▸ WHAT IS REQUIRED: Count how many lines below contain the word "light", then give that number alone.
Content starts
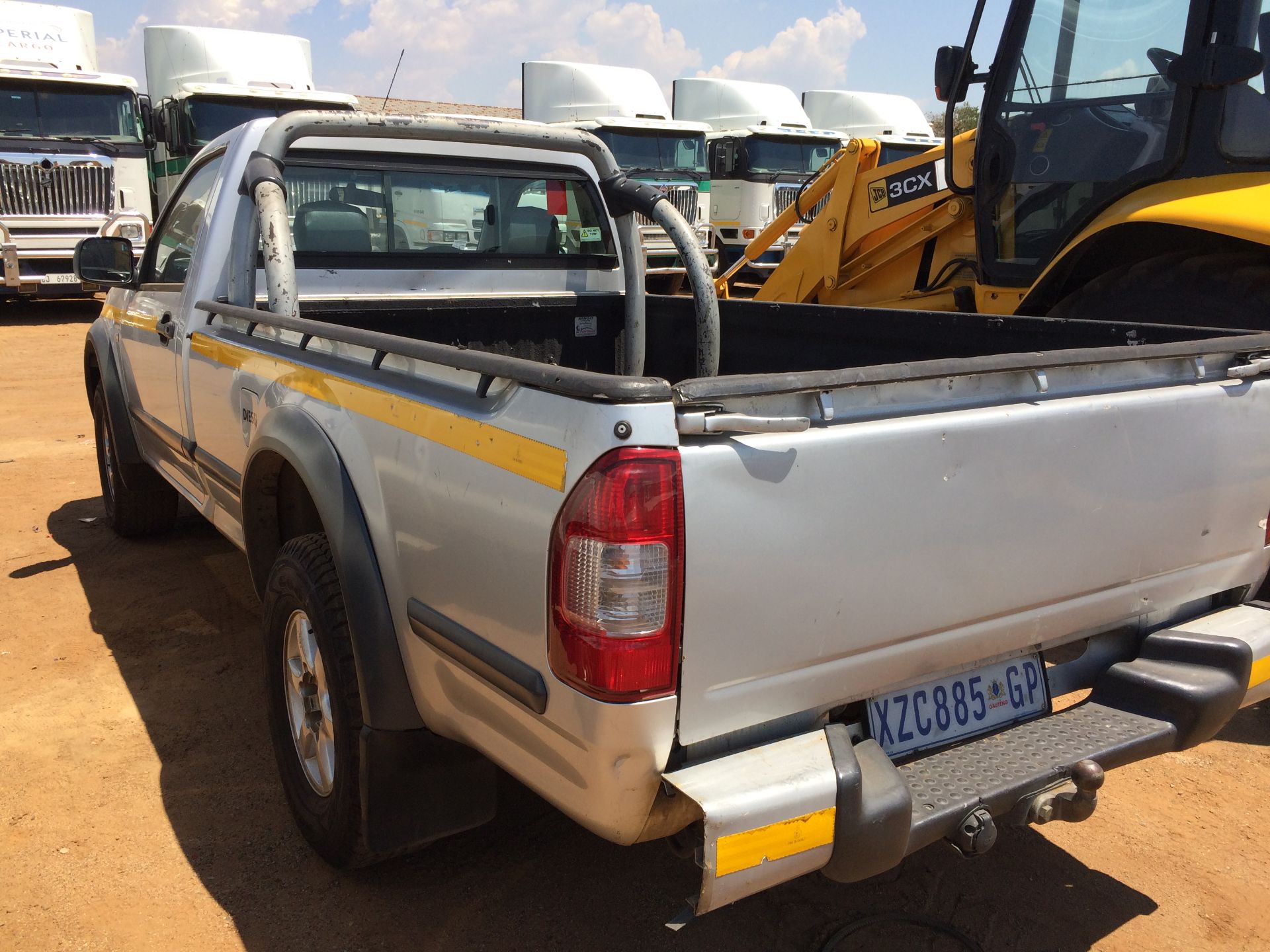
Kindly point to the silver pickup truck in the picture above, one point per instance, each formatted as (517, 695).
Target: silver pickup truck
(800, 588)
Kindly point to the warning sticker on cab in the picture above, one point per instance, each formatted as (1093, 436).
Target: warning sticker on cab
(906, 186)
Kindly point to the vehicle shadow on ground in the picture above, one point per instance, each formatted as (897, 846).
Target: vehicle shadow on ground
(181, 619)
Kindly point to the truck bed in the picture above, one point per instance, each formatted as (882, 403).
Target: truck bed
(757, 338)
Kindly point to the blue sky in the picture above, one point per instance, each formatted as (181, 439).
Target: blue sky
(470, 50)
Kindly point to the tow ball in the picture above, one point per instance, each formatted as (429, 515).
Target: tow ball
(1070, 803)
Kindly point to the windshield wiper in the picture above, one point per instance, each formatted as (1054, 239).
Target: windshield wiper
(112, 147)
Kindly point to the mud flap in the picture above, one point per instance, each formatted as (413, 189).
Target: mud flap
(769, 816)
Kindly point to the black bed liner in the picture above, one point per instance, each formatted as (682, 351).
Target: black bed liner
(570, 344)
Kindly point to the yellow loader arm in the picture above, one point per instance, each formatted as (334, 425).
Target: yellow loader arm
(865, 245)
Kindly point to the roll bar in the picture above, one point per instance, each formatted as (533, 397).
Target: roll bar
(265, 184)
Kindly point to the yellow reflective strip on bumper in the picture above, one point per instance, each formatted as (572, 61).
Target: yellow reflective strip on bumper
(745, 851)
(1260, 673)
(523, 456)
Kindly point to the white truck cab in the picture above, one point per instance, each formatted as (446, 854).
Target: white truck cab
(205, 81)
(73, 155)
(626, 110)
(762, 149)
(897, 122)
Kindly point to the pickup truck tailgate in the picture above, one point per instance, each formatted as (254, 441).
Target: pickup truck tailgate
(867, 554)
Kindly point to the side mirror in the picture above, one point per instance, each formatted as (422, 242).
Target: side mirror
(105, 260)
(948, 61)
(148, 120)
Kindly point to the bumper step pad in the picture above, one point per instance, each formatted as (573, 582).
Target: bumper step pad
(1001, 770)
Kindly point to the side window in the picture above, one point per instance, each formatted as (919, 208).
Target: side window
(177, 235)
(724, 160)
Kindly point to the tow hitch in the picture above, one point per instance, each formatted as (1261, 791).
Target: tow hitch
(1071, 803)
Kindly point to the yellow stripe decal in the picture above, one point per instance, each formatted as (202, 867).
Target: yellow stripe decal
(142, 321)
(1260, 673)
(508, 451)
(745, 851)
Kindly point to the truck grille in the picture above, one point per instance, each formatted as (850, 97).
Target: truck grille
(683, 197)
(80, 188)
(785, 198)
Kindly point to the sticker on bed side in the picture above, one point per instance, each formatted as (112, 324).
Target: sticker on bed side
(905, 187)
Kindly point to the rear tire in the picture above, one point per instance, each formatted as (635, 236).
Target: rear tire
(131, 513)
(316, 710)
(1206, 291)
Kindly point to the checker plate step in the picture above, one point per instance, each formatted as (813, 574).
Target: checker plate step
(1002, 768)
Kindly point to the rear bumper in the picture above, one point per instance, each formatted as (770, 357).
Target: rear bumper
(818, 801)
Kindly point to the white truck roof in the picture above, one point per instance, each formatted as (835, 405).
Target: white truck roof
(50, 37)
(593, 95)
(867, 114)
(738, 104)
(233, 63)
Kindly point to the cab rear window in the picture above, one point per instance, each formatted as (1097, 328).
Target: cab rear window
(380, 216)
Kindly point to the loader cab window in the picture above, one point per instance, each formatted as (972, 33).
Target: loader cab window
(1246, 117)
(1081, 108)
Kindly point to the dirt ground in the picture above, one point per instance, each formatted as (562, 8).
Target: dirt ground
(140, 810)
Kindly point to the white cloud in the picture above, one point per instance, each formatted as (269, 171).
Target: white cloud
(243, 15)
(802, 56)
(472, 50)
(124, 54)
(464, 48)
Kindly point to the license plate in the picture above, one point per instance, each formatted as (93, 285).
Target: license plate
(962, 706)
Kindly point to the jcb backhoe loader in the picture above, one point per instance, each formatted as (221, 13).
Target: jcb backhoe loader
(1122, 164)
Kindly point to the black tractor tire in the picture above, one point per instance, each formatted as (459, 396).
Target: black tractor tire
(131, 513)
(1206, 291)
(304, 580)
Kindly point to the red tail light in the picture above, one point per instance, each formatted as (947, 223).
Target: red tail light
Content ends
▸ EXERCISE ANSWER: 2